Tuesday, July 10, 2018

July: Mercy on Broadway/Laura Nyro



purchase [ New York Tendaberry]


As Darius notes, there are plenty of great July 4th songs to choose from, but that was never my personal intention in selecting the <July> theme. lyrics.com shows ~ 2000 songs with July in the lyrics (some repetition), so there's a lot to consider. Somewhere in that long list, among others that I would/could write about, I picked out "Mercy on Broadway". A song I wasn't familiar with, but a name that I was.

When I think Laura Nyro, I think "Wedding Bell Blues". On the second round around, I think "Eli's Coming" [Three Dog Night]


and "Stoned Soul Picnic" [The Fifth Dimension]


and "And When I Die" [Blood, Sweat & Tears].



For these, it's someone else's version of her powerful song-writing that comes to mind first. But rather than diminish Nyro's legacy, the fact that these greats chose to cover her work and hit the top of the charts with them only embellish her rightful place.

On the one hand, I want to lament our loss - Nyro died age 49 of ovarian cancer - the same age as her mother of the same. That IS sad. On the other hand, she left behind a style and a musical repertoire that is still strong decades later, a larger legacy than most can aspire to.
# # # # # # #
### YOUR TASKS:
(A) Please copy the Laura Nyro post starting with "On the one hand, I" and going on through "can aspire to.", substituting "song catalog" for "musical repertoire".
(B) Translate this sentence from the Laura Nyro post into Spanish: "For these, it's someone else's version of her powerful song-writing that comes to mind first."

### Stored data:
# # # # # # #
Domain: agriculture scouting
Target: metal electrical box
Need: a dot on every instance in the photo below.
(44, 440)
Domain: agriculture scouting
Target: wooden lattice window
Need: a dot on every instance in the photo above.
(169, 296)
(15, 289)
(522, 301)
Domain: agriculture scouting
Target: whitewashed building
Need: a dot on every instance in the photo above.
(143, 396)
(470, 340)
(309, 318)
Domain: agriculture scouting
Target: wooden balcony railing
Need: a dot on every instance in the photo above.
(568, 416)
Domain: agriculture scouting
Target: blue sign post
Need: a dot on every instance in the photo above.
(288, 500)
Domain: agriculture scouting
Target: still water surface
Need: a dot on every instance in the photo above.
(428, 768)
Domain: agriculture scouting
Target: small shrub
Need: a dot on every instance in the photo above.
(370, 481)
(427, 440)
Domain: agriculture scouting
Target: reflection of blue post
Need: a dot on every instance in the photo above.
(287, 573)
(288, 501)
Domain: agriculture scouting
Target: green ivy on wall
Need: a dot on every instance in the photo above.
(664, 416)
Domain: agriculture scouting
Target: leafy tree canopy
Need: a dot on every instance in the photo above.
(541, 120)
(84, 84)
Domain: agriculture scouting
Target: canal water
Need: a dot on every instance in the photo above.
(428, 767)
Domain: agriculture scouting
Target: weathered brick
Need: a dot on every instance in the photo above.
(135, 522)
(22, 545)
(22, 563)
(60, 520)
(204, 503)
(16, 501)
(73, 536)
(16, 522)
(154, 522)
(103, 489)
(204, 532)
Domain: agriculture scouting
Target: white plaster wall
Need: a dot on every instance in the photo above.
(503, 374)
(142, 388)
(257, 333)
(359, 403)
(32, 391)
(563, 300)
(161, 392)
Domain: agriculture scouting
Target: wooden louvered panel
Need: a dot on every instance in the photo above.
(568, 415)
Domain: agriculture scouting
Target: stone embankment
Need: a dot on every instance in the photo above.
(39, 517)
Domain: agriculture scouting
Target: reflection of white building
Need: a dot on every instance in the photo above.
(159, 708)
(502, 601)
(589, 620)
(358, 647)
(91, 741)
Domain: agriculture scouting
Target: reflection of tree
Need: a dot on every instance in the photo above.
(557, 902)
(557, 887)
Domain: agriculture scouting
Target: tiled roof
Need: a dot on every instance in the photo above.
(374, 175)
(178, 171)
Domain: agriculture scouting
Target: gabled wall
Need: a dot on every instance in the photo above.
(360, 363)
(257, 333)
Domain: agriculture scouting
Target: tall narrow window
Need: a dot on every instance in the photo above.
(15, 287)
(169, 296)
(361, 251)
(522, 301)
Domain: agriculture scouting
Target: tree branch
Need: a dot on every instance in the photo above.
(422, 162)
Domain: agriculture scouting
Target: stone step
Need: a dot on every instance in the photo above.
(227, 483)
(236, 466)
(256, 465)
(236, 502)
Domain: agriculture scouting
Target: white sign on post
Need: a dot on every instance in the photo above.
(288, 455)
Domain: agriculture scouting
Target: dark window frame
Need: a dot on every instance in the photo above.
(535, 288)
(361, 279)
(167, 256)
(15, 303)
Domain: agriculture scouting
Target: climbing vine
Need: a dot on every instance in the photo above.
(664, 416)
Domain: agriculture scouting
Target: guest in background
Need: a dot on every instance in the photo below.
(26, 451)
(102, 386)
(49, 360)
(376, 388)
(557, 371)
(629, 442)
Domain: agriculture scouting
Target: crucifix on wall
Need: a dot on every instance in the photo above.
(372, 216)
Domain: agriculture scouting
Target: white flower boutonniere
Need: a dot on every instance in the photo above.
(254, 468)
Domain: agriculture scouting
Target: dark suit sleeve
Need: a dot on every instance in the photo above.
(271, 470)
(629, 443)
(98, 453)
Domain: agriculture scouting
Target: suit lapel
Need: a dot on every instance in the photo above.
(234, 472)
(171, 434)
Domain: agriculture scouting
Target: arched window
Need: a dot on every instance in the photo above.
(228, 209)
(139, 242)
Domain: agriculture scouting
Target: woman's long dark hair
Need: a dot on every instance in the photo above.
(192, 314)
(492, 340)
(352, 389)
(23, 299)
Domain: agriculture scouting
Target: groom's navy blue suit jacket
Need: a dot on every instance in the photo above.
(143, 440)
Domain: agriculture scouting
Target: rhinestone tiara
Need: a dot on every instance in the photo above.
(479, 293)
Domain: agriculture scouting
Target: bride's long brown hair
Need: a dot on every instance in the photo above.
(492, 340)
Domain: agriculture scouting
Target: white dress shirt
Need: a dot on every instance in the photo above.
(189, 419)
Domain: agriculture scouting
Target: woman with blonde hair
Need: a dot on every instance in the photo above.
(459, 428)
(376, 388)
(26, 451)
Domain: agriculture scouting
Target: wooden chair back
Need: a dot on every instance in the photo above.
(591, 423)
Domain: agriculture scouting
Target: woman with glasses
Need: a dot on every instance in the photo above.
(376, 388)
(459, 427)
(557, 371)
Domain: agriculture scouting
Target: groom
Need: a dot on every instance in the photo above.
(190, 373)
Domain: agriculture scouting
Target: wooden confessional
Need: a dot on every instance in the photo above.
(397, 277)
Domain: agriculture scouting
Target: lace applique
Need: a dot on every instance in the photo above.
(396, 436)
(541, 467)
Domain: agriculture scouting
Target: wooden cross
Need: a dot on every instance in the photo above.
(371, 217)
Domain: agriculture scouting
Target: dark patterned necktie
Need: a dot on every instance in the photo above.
# # # # # # #
### RESPONSES PER TASK:
(A)
On the one hand, I want to lament our loss - Nyro died age 49 of ovarian cancer - the same age as her mother of the same. That IS sad. On the other hand, she left behind a style and a song catalog that is still strong decades later, a larger legacy than most can aspire to.

(B) En estos casos, lo primero que me viene a la mente es la versión que otra persona hizo de sus poderosas composiciones.